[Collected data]
"""
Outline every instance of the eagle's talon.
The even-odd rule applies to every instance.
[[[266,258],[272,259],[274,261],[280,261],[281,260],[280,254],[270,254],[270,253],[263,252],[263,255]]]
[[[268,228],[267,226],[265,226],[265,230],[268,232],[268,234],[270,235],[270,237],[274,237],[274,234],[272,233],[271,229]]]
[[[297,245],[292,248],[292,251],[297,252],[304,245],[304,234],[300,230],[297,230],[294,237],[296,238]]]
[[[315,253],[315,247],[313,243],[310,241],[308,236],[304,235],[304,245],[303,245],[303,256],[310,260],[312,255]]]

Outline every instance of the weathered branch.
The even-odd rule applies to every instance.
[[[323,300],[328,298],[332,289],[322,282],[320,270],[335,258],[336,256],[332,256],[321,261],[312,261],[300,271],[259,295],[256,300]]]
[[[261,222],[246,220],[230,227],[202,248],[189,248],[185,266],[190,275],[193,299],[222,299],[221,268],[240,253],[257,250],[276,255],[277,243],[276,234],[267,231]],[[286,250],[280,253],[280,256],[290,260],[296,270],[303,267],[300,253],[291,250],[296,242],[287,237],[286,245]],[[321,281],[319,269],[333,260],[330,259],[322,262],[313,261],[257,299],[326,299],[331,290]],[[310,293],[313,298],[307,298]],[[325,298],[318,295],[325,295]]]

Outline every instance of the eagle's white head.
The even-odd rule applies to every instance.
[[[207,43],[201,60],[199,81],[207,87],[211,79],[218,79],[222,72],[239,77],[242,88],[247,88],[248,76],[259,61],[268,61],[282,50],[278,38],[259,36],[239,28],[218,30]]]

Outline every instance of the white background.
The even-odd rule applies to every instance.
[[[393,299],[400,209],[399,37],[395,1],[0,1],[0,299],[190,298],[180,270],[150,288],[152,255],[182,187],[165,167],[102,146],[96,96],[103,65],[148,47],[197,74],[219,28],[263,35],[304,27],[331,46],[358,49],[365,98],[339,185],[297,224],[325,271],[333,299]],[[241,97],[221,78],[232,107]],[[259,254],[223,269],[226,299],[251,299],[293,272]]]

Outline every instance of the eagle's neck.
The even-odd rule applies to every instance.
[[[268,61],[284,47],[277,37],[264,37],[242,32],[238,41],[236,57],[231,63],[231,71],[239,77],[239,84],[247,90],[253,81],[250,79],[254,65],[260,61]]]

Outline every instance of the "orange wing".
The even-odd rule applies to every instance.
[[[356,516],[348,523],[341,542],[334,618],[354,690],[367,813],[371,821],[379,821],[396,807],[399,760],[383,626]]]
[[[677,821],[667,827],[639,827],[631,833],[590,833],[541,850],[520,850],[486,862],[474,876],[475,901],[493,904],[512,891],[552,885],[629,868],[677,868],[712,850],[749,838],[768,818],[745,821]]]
"""
Directions :: Copy out each entry exactly, leaving nothing out.

Task output ::
Outline every instance of the eagle's talon.
The even-odd rule applies to every instance.
[[[266,258],[272,259],[274,261],[280,261],[281,260],[280,254],[270,254],[270,253],[263,252],[263,255]]]
[[[268,228],[267,226],[265,226],[265,230],[268,232],[268,234],[270,235],[270,237],[274,237],[274,234],[272,233],[271,229]]]
[[[297,245],[292,248],[292,251],[297,252],[304,245],[304,234],[300,230],[297,230],[294,237],[296,238]]]
[[[315,253],[315,247],[313,243],[310,241],[308,236],[304,235],[304,245],[303,245],[303,256],[310,260],[312,255]]]

Outline every instance of the weathered branch.
The even-odd rule applies to every instance.
[[[323,300],[328,298],[332,289],[322,282],[320,270],[335,258],[336,256],[332,256],[321,261],[312,261],[300,271],[259,295],[256,300]]]
[[[261,222],[246,220],[230,227],[202,248],[189,248],[185,266],[190,275],[193,299],[222,299],[221,268],[240,253],[257,250],[276,255],[277,243],[276,234],[267,231]],[[286,250],[280,253],[280,256],[290,260],[296,270],[303,267],[300,253],[291,250],[296,242],[287,237],[286,245]],[[321,281],[319,269],[333,260],[330,259],[322,262],[313,261],[257,299],[326,299],[331,290]],[[310,293],[313,298],[307,298]],[[325,298],[318,295],[325,295]]]

Outline every instance of the eagle's white head.
The even-odd rule applies to every instance.
[[[207,43],[201,60],[199,81],[207,87],[211,79],[218,79],[222,72],[239,77],[242,88],[247,88],[248,76],[259,61],[268,61],[282,50],[278,38],[259,36],[239,28],[218,30]]]

Outline every instance of the white background.
The even-odd rule applies to every instance.
[[[393,299],[400,209],[399,37],[395,1],[0,1],[0,299],[190,298],[180,270],[150,288],[152,255],[182,187],[165,167],[102,146],[96,96],[103,65],[148,47],[197,74],[219,28],[263,35],[304,27],[331,46],[358,49],[365,98],[339,185],[297,224],[325,271],[333,299]],[[241,97],[221,78],[232,107]],[[259,254],[223,269],[226,299],[251,299],[293,272]]]

Outline every instance of the eagle's neck.
The even-odd rule applies to every instance.
[[[268,61],[284,47],[277,37],[264,37],[242,32],[238,41],[236,57],[231,63],[231,71],[239,77],[239,84],[247,90],[253,81],[250,79],[254,65],[260,61]]]

Outline every instance of the "orange wing".
The even-odd rule applies to every instance.
[[[356,516],[348,523],[341,542],[334,618],[354,690],[367,813],[371,821],[379,821],[396,807],[399,760],[383,626]]]
[[[677,821],[667,827],[639,827],[631,833],[590,833],[541,850],[520,850],[486,862],[474,876],[475,901],[493,904],[512,891],[552,885],[629,868],[677,868],[712,850],[749,838],[768,818],[745,821]]]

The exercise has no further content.